___ Text ___

AI helps mitigate this problem in the following manner:
AI in market
One of the key trends in discrete manufacturing is “direct to consumer” marketing and selling, as opposed to going the traditional way of reaching out to consumers through retailers. This requires the use of digital technology to do micro-segmentation of customers, tailor campaigns for the appropriate micro-segments, and deliver customized marketing messages to them. AI is critical for creating the micro-segments and understanding the “patterns” of messaging that work effectively in each micro-segment. AI-powered virtual sales agents help in attracting the attention of consumers and guide them in decision-making. The virtual agent, following the clickstream and observing the time spending pattern of the prospective buyer on specific webpages, is able to act as an online advisor.
While the “direct to consumer” is a B2C play; similar techniques are taking off in the B2B marketing and e-commerce space. Expectations of businesses making purchase decisions is also changing along similar lines. As a result, it is not just the discrete manufacturing but also process manufacturing industry that is being impacted by AI.
AI in support
After sales, service, and support contribute majorly to revenues. Traditionally, real Subject Matter Experts (SMEs) were required in the support team to respond to customers’ queries. This led to high tech support expenses. With AI, tech support has been redefined.
Now, virtual agents powered by AI handle customer calls and converse with them in their preferred language. AI-powered speech recognition and Natural Language Understanding (NLU) help the agent comprehend customer intent. Beyond that, the virtual agent needs to search the “answer”, retrieve the most likely answer and respond to the customer. To do that, an intelligent data store needs to be built by extracting data from heterogeneous sources, such as, historical records, technical manuals, FAQs, self-help documents, etc. and converting them into a so-called “knowledge graph” that can be used by the virtual agent efficiently. All these are made possible by AI algorithms. Finally, the ability to seamlessly transfer the call to an SME in case the virtual agent is not able to solve the problem, allocate the ticket to the most relevant field engineer in case the SME recognizes that the problem needs to be fixed by paying a visit to the customer. Besides this, advising the field engineer about the most relevant cause of the problem, the tools needed, and the replacement parts required on the job, are all possible due to AI algorithms.

___ Collected data ___

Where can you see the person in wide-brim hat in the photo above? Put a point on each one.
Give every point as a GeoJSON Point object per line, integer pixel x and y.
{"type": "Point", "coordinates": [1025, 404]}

___

*Task set*.
1. From the AI text, list every source the text names for building the intelligent data store.
2. Answer from the AI text:
(a) What does the virtual sales agent track in order to act as an online advisor?
(b) What led to high tech support expenses?
(c) Which two AI capabilities help the support agent comprehend customer intent?
3. Copy out the AI text from "AI helps mitigate" to "an online advisor.".

*Completed exercise*.
1. historical records, technical manuals, FAQs, self-help documents

2.
(a) The prospective buyer's clickstream and the time they spend on specific webpages.
(b) The need for real Subject Matter Experts (SMEs) in the support team to respond to customers' queries.
(c) AI-powered speech recognition and Natural Language Understanding (NLU).

3.
AI helps mitigate this problem in the following manner:
AI in market
One of the key trends in discrete manufacturing is “direct to consumer” marketing and selling, as opposed to going the traditional way of reaching out to consumers through retailers. This requires the use of digital technology to do micro-segmentation of customers, tailor campaigns for the appropriate micro-segments, and deliver customized marketing messages to them. AI is critical for creating the micro-segments and understanding the “patterns” of messaging that work effectively in each micro-segment. AI-powered virtual sales agents help in attracting the attention of consumers and guide them in decision-making. The virtual agent, following the clickstream and observing the time spending pattern of the prospective buyer on specific webpages, is able to act as an online advisor.